— Dataset records —

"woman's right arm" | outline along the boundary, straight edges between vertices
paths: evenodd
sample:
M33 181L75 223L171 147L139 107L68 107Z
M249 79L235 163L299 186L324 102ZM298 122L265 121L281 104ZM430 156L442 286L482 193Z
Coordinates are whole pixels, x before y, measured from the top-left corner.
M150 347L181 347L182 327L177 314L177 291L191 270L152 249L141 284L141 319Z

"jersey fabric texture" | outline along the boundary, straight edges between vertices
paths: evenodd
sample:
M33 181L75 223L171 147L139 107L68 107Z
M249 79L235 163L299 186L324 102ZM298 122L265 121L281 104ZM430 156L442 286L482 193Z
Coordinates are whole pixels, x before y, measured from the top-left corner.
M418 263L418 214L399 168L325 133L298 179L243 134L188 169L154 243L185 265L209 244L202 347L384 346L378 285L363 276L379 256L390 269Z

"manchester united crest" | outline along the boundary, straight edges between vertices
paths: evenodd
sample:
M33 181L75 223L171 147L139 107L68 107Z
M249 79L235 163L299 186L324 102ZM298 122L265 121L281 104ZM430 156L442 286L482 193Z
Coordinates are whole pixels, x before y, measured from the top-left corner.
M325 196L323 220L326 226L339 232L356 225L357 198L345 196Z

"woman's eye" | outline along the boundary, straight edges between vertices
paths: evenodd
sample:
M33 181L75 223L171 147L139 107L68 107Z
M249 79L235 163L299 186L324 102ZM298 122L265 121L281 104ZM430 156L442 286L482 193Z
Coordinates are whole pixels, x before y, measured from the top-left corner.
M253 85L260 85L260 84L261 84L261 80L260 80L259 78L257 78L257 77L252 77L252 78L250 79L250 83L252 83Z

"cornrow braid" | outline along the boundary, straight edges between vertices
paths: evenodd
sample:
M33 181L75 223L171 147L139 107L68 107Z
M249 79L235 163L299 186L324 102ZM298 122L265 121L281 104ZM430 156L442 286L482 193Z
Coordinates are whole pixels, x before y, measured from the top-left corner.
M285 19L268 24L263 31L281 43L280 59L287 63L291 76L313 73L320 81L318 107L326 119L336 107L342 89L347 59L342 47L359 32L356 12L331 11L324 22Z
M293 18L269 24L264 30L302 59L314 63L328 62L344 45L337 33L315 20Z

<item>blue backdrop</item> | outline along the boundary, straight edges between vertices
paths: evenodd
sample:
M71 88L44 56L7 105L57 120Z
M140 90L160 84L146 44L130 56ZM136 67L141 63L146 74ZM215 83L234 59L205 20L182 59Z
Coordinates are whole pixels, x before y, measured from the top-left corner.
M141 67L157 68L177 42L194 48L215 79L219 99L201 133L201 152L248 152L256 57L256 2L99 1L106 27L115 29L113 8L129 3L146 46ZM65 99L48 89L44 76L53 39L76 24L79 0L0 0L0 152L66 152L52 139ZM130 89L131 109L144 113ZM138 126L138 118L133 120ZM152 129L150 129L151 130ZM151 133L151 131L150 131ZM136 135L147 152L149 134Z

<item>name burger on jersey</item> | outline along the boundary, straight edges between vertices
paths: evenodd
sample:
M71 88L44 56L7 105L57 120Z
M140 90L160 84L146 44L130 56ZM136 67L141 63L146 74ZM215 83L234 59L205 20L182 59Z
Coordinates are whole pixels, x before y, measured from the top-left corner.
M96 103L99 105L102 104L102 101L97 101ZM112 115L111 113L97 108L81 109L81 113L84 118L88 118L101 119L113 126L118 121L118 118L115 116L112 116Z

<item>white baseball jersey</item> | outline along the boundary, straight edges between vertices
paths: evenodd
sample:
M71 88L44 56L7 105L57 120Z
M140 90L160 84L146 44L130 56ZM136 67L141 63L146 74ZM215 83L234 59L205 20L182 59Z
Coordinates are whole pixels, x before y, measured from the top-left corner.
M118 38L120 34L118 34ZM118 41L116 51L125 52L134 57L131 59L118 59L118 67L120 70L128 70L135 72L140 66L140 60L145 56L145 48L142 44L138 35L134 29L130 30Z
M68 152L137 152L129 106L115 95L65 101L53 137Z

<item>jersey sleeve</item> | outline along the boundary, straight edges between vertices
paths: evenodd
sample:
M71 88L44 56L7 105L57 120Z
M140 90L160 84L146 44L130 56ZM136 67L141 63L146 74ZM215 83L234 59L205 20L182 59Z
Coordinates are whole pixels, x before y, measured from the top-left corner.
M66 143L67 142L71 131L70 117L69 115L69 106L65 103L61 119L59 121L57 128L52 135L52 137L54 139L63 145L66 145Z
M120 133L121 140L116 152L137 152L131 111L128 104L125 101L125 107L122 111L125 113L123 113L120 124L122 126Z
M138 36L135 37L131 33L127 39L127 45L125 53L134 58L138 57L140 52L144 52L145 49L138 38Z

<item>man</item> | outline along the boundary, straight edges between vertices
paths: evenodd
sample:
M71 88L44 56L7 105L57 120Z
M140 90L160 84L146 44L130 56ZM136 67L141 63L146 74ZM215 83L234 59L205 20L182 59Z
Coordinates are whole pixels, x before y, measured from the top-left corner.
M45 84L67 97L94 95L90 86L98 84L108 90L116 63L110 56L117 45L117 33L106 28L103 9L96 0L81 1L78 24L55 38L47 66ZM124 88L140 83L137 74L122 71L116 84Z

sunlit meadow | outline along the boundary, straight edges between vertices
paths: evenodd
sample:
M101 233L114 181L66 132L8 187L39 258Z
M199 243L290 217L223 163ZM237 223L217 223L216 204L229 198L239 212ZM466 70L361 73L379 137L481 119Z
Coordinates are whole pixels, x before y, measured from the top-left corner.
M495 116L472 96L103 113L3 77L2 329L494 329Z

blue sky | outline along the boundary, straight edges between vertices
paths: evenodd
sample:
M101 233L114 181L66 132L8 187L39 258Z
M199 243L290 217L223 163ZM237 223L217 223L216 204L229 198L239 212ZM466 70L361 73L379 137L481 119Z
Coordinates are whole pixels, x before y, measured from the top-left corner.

— Written problem —
Repeat all of the entries exactly.

— Finished exercise —
"woman's right arm" | outline along the boundary, straight edges between vertices
paths: evenodd
sample:
M33 181L75 223L171 147L139 107L68 107Z
M249 79L235 163L299 186L324 102ZM298 122L265 121L281 104ZM430 156L442 286L482 193Z
Coordinates are whole pixels, x before y, measured from the top-left corner.
M150 347L181 347L182 327L177 314L177 291L191 270L152 249L141 284L141 319Z

"jersey fabric texture" | outline along the boundary, straight edges between vertices
paths: evenodd
sample:
M33 181L75 223L171 147L139 107L68 107Z
M249 79L235 163L299 186L324 102ZM298 122L265 121L281 104ZM430 156L442 286L482 193Z
Coordinates are whole pixels, x before y, measured from the top-left corner.
M418 263L418 214L399 168L325 133L298 179L243 134L188 169L154 243L185 265L209 244L202 347L384 346L378 285L363 276L379 256L390 269Z

"manchester united crest" | outline along the boundary, straight edges between vertices
paths: evenodd
sample:
M33 181L75 223L171 147L139 107L68 107Z
M249 79L235 163L299 186L324 102ZM298 122L265 121L281 104ZM430 156L442 286L482 193Z
Coordinates are whole pixels, x before y, measured from the top-left corner.
M325 196L323 220L326 226L339 232L356 225L357 198L345 196Z

"woman's eye" | outline along the boundary, straight edges between vertices
paths: evenodd
sample:
M33 181L75 223L171 147L139 107L68 107Z
M249 79L235 163L299 186L324 102ZM298 122L265 121L281 104ZM430 156L442 286L482 193Z
Coordinates are whole pixels, x before y, measured from the top-left corner.
M253 85L260 85L260 84L261 84L261 80L260 80L259 78L257 78L257 77L252 77L252 78L250 79L250 83L252 83Z

"cornrow braid" | outline along the boundary, straight edges between vertices
paths: evenodd
sample:
M33 181L75 223L171 147L139 107L68 107Z
M249 79L235 163L299 186L324 102ZM298 122L265 121L281 104ZM430 156L442 286L482 193Z
Coordinates are whole pixels, x before y, measured from the top-left corner.
M285 19L268 24L263 31L281 43L280 59L287 63L291 76L313 73L320 81L318 107L326 119L336 107L342 89L347 59L342 47L359 32L356 12L331 11L324 22Z
M293 18L269 24L264 30L302 59L314 63L328 62L344 45L337 33L315 20Z

<item>blue backdrop</item> | outline along the boundary, straight edges between vertices
paths: evenodd
sample:
M71 88L44 56L7 105L57 120Z
M140 90L160 84L146 44L130 56ZM136 67L141 63L146 74ZM215 83L234 59L205 20L182 59Z
Coordinates are whole pixels, x before y, measured from the top-left corner.
M141 67L157 68L177 42L194 48L215 79L219 99L201 133L201 152L248 152L256 57L256 2L99 1L106 27L115 29L113 8L129 3L146 46ZM65 99L48 89L44 76L53 39L76 24L79 0L0 0L0 152L66 152L52 139ZM130 89L131 109L144 113ZM138 126L138 118L133 120ZM152 129L150 129L151 130ZM151 133L151 131L150 131ZM136 135L147 152L149 134Z

<item>name burger on jersey</item> | outline along the boundary, straight edges between vertices
paths: evenodd
sample:
M71 88L44 56L7 105L57 120Z
M140 90L160 84L146 44L130 56ZM136 67L141 63L146 74ZM215 83L234 59L205 20L182 59Z
Coordinates are whole pixels, x before y, measured from the top-left corner.
M96 103L99 105L102 104L102 101L97 101ZM112 115L111 113L97 108L81 109L81 113L84 118L88 118L101 119L113 126L118 121L118 118L115 116L112 116Z

<item>white baseball jersey</item> | outline along the boundary, straight edges between vertices
paths: evenodd
sample:
M71 88L44 56L7 105L57 120Z
M140 90L160 84L146 44L130 56ZM136 67L141 63L146 74ZM215 83L234 59L205 20L182 59Z
Coordinates are whole pixels, x before y, measured from the top-left corner.
M118 38L120 34L118 34ZM118 41L116 51L125 52L134 57L131 59L118 59L118 67L120 70L128 70L135 72L140 66L140 60L145 56L145 48L142 44L138 35L134 29L130 30Z
M68 152L137 152L129 106L115 95L65 101L53 137Z

<item>jersey sleeve</item> | outline along the boundary, straight edges between vertices
paths: evenodd
sample:
M71 88L44 56L7 105L57 120Z
M140 90L160 84L146 44L130 56ZM136 67L141 63L146 74ZM215 83L234 59L205 20L182 59Z
Coordinates are whole pixels, x before y, measured from the top-left corner.
M66 143L67 142L71 131L70 117L69 115L69 106L65 103L61 119L59 121L57 128L52 135L52 137L54 139L63 145L66 145Z
M120 133L121 140L116 152L137 152L131 111L128 104L125 101L125 107L122 111L125 113L123 113L120 124L122 126Z
M138 36L135 37L131 33L127 39L127 45L125 53L134 58L138 57L140 52L144 52L145 49L138 38Z

<item>man</item> | outline along the boundary, straight edges between vertices
paths: evenodd
sample:
M71 88L44 56L7 105L57 120Z
M140 90L160 84L146 44L130 56ZM136 67L141 63L146 74ZM215 83L234 59L205 20L182 59Z
Coordinates are whole pixels, x before y, measured from the top-left corner.
M45 84L67 97L94 95L90 86L98 84L108 90L116 63L110 56L117 45L117 33L106 28L103 9L96 0L81 1L78 24L55 38L47 66ZM124 88L140 83L137 74L122 71L116 84Z

sunlit meadow | outline along the boundary, straight edges between vertices
paths: evenodd
sample:
M101 233L114 181L66 132L8 187L39 258Z
M199 243L290 217L223 163ZM237 223L217 223L216 204L229 198L239 212ZM466 70L361 73L379 137L481 119Z
Coordinates are whole pixels, x before y, measured from the top-left corner.
M495 116L472 96L103 113L3 77L2 329L494 329Z

blue sky | outline along the boundary, straight edges between vertices
paths: evenodd
sample:
M101 233L114 181L66 132L8 187L39 258Z
M199 243L290 217L223 163ZM237 223L217 223L216 204L229 198L239 212ZM466 70L361 73L379 137L481 119Z
Coordinates are whole pixels, x before y, measured from the top-left corner.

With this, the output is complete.